(ZU ERLEDIGEN)
Tausche im Abschnitt ab der Zeile mit „the zebra pictured“ bis einschließlich zur letzten Zeile „dot“ gegen „marker“ aus. Gib nur diese Zeilen wieder und lass alles andere unverändert.

(BEREITGESTELLTES MATERIAL)
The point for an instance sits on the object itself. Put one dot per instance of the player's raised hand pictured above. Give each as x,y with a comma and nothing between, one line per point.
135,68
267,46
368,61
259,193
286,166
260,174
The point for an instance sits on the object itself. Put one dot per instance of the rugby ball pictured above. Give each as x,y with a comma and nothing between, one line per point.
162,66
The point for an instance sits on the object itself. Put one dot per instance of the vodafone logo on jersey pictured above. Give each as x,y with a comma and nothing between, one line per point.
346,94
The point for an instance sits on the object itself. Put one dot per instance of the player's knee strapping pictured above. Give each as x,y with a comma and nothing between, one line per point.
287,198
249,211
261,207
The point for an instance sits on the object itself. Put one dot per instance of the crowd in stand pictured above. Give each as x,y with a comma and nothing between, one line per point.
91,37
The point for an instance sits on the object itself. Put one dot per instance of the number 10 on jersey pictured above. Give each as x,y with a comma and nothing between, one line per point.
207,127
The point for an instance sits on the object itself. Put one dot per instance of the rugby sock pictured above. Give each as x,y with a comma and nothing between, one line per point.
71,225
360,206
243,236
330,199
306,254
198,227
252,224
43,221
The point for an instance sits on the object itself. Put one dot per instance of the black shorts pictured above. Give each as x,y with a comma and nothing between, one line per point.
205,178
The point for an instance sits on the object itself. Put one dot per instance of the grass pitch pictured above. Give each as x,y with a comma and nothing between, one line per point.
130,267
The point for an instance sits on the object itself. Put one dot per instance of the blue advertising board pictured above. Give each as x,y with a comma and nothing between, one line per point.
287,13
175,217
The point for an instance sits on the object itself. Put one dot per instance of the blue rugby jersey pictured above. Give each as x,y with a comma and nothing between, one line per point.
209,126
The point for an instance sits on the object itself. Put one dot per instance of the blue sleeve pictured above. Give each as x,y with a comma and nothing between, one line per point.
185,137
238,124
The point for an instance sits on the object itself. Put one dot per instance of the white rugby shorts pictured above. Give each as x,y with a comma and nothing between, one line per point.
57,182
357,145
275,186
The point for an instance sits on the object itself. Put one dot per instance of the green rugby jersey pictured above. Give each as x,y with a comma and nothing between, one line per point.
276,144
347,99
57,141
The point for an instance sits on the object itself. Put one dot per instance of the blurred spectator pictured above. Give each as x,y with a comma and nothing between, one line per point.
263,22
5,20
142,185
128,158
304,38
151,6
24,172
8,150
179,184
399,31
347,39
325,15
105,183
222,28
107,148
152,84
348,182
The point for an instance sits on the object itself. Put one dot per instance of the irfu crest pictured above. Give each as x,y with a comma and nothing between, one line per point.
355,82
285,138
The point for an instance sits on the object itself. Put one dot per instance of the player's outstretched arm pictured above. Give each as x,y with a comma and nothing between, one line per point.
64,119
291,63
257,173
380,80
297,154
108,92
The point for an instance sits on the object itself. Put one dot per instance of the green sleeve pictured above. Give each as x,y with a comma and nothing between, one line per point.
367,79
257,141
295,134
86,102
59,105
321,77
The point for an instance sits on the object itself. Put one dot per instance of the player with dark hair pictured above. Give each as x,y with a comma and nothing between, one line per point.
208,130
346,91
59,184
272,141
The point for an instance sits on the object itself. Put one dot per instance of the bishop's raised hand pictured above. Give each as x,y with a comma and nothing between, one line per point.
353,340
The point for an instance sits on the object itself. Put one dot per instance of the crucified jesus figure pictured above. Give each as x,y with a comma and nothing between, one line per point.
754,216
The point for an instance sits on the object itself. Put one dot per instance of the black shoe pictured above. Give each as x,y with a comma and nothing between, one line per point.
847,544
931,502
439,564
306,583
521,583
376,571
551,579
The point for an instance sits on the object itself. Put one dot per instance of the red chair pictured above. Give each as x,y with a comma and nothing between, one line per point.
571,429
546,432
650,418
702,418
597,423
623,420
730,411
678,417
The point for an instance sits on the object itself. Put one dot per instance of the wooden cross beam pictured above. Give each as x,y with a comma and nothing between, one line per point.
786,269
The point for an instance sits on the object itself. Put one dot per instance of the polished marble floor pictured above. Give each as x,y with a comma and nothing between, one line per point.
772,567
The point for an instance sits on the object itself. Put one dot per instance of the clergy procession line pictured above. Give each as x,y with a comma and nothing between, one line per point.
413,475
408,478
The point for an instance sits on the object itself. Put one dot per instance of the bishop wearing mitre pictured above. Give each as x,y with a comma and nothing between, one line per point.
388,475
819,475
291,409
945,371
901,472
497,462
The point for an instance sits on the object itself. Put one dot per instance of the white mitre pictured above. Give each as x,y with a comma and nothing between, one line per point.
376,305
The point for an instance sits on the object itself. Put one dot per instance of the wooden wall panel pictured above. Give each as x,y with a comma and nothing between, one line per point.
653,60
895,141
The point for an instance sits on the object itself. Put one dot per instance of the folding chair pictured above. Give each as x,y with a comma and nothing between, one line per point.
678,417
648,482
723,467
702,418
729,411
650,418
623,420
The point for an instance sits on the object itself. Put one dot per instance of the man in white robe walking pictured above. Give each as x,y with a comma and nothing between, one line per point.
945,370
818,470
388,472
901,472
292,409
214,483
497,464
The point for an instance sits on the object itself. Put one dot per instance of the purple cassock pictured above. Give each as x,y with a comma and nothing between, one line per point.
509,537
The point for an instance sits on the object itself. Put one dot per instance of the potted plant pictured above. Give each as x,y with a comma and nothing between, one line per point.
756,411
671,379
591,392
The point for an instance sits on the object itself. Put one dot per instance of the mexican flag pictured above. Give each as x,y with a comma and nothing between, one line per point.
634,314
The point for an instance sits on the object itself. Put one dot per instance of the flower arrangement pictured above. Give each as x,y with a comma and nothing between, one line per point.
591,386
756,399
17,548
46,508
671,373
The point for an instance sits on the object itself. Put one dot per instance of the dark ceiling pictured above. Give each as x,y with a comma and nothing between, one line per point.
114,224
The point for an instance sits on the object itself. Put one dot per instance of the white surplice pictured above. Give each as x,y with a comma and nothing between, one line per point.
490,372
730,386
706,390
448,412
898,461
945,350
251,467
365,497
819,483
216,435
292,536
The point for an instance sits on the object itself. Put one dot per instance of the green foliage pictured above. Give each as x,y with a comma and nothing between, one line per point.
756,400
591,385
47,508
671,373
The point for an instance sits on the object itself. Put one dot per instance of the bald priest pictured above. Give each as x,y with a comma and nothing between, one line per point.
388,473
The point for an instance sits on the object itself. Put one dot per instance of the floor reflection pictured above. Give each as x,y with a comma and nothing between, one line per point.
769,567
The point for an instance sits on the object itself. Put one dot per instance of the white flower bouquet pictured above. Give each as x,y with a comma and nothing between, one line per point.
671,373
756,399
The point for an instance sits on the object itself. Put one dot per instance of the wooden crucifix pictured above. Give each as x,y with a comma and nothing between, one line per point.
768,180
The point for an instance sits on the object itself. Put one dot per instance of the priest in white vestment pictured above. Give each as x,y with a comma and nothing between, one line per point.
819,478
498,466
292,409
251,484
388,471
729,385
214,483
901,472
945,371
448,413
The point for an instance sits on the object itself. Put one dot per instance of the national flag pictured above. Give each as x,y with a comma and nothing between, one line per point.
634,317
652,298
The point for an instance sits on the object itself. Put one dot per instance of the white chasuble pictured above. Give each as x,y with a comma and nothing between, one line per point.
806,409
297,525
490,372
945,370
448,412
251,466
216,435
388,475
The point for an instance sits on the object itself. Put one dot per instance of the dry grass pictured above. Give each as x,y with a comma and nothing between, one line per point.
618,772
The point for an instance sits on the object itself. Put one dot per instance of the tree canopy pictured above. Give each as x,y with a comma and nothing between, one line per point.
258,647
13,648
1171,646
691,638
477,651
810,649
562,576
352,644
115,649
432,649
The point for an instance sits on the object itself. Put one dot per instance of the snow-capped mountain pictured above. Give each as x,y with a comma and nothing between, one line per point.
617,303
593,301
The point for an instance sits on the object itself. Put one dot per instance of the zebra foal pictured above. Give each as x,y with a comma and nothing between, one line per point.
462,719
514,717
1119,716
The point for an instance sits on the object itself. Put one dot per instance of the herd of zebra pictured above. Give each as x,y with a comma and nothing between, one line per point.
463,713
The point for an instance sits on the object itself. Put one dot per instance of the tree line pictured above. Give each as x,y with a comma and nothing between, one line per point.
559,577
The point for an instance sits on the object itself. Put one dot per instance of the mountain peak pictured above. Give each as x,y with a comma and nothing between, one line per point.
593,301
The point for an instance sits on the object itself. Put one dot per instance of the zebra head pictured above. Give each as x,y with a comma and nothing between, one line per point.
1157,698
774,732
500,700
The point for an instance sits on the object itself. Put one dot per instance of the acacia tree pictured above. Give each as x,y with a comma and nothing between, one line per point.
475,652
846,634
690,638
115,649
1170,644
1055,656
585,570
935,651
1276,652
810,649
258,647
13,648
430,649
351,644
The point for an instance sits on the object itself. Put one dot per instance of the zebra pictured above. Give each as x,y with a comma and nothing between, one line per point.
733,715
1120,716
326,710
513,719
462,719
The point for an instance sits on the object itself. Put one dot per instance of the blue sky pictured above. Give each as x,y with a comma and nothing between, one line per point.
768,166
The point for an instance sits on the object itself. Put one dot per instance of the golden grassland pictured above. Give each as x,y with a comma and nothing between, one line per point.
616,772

(LÖSUNG DER AUFGABE)
The point for an instance sits on the object itself. Put one marker per instance of the zebra pictured above. Give each as x,y with a comma and nothing between, one line per point.
733,715
1120,716
326,710
513,719
462,719
The point for an instance sits on the object itself. Put one marker per instance of the blue sky pictured above. Give each as x,y with a comma and nothing between, one line per point.
768,166
The point for an instance sits on the object itself. Put one marker per instance of the golden grassland pictured above. Give each as x,y with a comma and nothing between, one line per point.
616,772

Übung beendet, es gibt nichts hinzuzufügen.